Exercise »
Starting at the top of the rows and ending with the line that contains "283], [278, 279]]", write those lines out again with "mask" replaced by "shape" everywhere and nothing else changed. Leave the pictures out of your answer.

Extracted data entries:
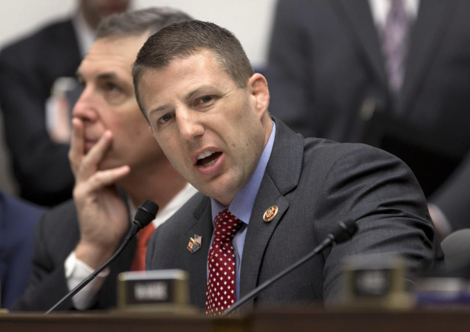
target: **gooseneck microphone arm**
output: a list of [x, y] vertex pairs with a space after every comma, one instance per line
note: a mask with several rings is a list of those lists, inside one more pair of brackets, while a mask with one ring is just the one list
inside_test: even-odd
[[147, 200], [142, 203], [137, 208], [137, 211], [134, 217], [134, 221], [132, 222], [132, 226], [129, 230], [127, 235], [126, 235], [124, 241], [121, 245], [118, 248], [118, 250], [111, 256], [111, 257], [106, 261], [104, 264], [98, 267], [93, 273], [88, 277], [82, 281], [70, 291], [67, 294], [63, 297], [58, 302], [53, 306], [49, 310], [44, 314], [47, 315], [51, 312], [54, 312], [60, 308], [67, 301], [70, 300], [73, 295], [78, 292], [82, 288], [86, 286], [94, 278], [99, 274], [99, 273], [106, 268], [118, 256], [120, 253], [124, 250], [124, 248], [129, 244], [131, 239], [134, 237], [137, 232], [152, 222], [152, 221], [155, 219], [157, 215], [157, 212], [158, 212], [158, 205], [155, 203], [150, 200]]
[[289, 273], [295, 268], [302, 265], [312, 257], [323, 251], [330, 245], [332, 245], [334, 243], [340, 243], [349, 240], [357, 230], [357, 226], [354, 221], [350, 220], [345, 223], [340, 222], [338, 223], [336, 228], [329, 234], [326, 238], [322, 241], [322, 243], [313, 249], [313, 251], [255, 288], [240, 299], [235, 304], [224, 311], [220, 315], [225, 316], [234, 312], [249, 300], [258, 295], [264, 288], [273, 283], [278, 279]]

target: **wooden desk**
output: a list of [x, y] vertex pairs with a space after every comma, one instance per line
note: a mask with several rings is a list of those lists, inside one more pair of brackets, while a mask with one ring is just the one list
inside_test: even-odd
[[258, 311], [238, 317], [202, 314], [77, 312], [0, 314], [0, 331], [117, 332], [469, 332], [470, 308], [389, 311], [322, 309]]

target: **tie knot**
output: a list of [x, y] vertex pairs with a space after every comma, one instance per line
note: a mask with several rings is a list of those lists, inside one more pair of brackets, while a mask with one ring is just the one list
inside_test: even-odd
[[240, 225], [240, 220], [229, 211], [222, 210], [214, 219], [214, 241], [219, 242], [232, 240]]

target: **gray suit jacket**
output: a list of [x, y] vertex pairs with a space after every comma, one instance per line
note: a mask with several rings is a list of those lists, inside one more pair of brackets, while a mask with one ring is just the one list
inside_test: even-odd
[[[310, 252], [336, 224], [352, 218], [355, 237], [324, 252], [265, 289], [258, 305], [334, 301], [341, 295], [348, 255], [400, 253], [412, 270], [429, 268], [443, 254], [416, 178], [399, 159], [362, 144], [304, 139], [275, 119], [276, 137], [253, 206], [240, 271], [240, 296]], [[279, 210], [269, 223], [264, 211]], [[198, 193], [154, 233], [147, 269], [190, 274], [191, 303], [205, 306], [207, 255], [212, 226], [210, 199]], [[190, 237], [202, 236], [194, 254]], [[253, 307], [254, 301], [244, 309]]]

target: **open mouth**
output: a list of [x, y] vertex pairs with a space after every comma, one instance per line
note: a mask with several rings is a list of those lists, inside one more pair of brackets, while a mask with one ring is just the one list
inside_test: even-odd
[[205, 167], [213, 165], [215, 163], [217, 158], [221, 154], [222, 154], [221, 152], [214, 152], [209, 150], [204, 151], [199, 153], [199, 155], [197, 156], [197, 161], [196, 162], [196, 164]]

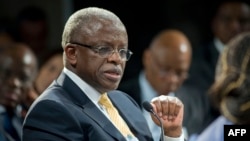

Written solution »
target: **gooseneck microphone arm**
output: a list of [x, y] vertex pairs with a space after every comma, one instance per line
note: a shape with several rings is a list of those lists, inside one more pair of brackets, while a shape with one ring is just the one list
inside_test: even-odd
[[147, 200], [142, 203], [137, 208], [137, 211], [134, 217], [134, 221], [132, 222], [132, 226], [129, 230], [127, 235], [126, 235], [124, 241], [121, 245], [118, 248], [118, 250], [111, 256], [111, 257], [106, 261], [104, 264], [98, 267], [93, 273], [88, 277], [82, 281], [70, 291], [67, 294], [63, 297], [58, 302], [53, 306], [49, 310], [44, 314], [47, 315], [51, 312], [54, 312], [60, 308], [67, 301], [70, 300], [73, 295], [78, 292], [82, 288], [86, 286], [94, 278], [99, 274], [99, 273], [106, 268], [118, 256], [120, 253], [124, 250], [124, 248], [129, 244], [131, 239], [134, 237], [137, 232], [152, 222], [152, 221], [155, 219], [157, 215], [157, 212], [158, 212], [158, 205], [155, 203], [150, 200]]
[[289, 273], [295, 268], [302, 265], [312, 257], [323, 251], [330, 245], [332, 245], [334, 243], [340, 243], [349, 240], [357, 230], [357, 226], [354, 221], [350, 220], [345, 223], [340, 222], [338, 223], [336, 228], [329, 234], [326, 238], [322, 241], [322, 243], [313, 249], [313, 251], [255, 288], [240, 299], [235, 304], [224, 311], [220, 315], [225, 316], [234, 312], [249, 300], [258, 295], [264, 288], [273, 283], [278, 279]]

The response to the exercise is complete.